TASK DESCRIPTION
Reproduce the items verbatim, from the very first line up to and including the line that contains "620 608 786 670".

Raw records
_____

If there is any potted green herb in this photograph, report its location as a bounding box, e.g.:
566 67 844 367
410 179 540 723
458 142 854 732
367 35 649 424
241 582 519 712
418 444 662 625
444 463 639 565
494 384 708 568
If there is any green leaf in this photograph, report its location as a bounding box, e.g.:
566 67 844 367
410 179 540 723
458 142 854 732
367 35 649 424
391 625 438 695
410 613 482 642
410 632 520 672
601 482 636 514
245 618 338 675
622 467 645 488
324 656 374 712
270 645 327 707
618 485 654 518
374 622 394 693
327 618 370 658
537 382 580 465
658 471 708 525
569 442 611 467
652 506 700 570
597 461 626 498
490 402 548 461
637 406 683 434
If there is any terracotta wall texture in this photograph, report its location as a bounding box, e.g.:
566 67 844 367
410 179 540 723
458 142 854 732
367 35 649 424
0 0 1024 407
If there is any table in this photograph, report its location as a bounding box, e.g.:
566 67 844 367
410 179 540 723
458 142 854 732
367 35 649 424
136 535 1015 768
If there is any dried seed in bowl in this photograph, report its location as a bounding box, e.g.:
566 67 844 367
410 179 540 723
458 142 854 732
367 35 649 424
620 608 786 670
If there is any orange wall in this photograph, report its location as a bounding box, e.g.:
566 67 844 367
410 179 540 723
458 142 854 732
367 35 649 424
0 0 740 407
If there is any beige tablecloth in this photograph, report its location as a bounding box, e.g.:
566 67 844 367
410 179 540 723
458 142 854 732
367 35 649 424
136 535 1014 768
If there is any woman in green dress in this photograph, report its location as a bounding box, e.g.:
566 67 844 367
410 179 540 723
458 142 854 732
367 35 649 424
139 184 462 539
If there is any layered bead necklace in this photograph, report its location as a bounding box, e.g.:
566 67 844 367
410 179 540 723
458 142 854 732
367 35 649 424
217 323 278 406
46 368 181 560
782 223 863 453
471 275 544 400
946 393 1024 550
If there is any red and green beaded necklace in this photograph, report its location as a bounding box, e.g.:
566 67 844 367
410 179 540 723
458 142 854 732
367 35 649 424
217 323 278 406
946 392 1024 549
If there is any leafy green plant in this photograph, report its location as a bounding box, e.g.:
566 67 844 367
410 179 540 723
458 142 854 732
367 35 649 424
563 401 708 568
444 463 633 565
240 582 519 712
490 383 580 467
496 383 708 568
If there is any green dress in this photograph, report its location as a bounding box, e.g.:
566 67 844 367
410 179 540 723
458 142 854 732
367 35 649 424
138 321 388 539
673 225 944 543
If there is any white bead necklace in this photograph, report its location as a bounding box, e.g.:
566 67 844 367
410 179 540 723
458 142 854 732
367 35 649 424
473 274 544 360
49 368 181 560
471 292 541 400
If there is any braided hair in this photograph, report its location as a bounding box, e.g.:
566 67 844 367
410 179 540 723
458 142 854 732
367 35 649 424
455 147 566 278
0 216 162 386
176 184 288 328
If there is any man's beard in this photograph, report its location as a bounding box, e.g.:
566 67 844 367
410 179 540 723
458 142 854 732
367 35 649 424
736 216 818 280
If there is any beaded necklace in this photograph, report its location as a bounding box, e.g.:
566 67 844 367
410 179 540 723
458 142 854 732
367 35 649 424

_____

COMPLETE ANSWER
If there is any potted green herb in this photograph, report its location as a bounding box, e.g.:
566 67 844 367
410 179 540 723
458 142 854 732
367 35 649 424
241 582 519 712
418 444 662 625
444 463 639 565
494 384 708 568
If there is any green leaf in this photograph, report its location as a bounding box, e.g.:
566 67 844 367
410 179 540 723
458 142 854 732
367 35 649 424
391 625 438 695
410 613 482 642
410 632 520 672
601 482 636 514
245 618 338 675
622 467 645 488
324 656 374 712
270 645 327 707
618 485 654 518
374 622 394 693
327 618 370 658
537 382 580 465
658 471 708 525
569 442 611 467
652 506 700 570
597 461 626 498
490 402 548 461
637 406 683 434
If there is any terracotta wall texture in this photograph, report its location as a bounding box, e.g.:
566 67 844 367
410 179 540 723
458 142 854 732
367 35 649 424
0 0 1024 407
If there is any table in this photograph, report its location as a bounding box, e.g.:
566 67 844 367
410 179 540 723
458 142 854 732
367 35 649 424
136 535 1015 768
If there is any dried seed in bowl in this photograph, report its location as a bounding box, e.g.:
566 67 844 367
410 179 540 723
458 142 854 732
367 35 649 424
620 608 786 670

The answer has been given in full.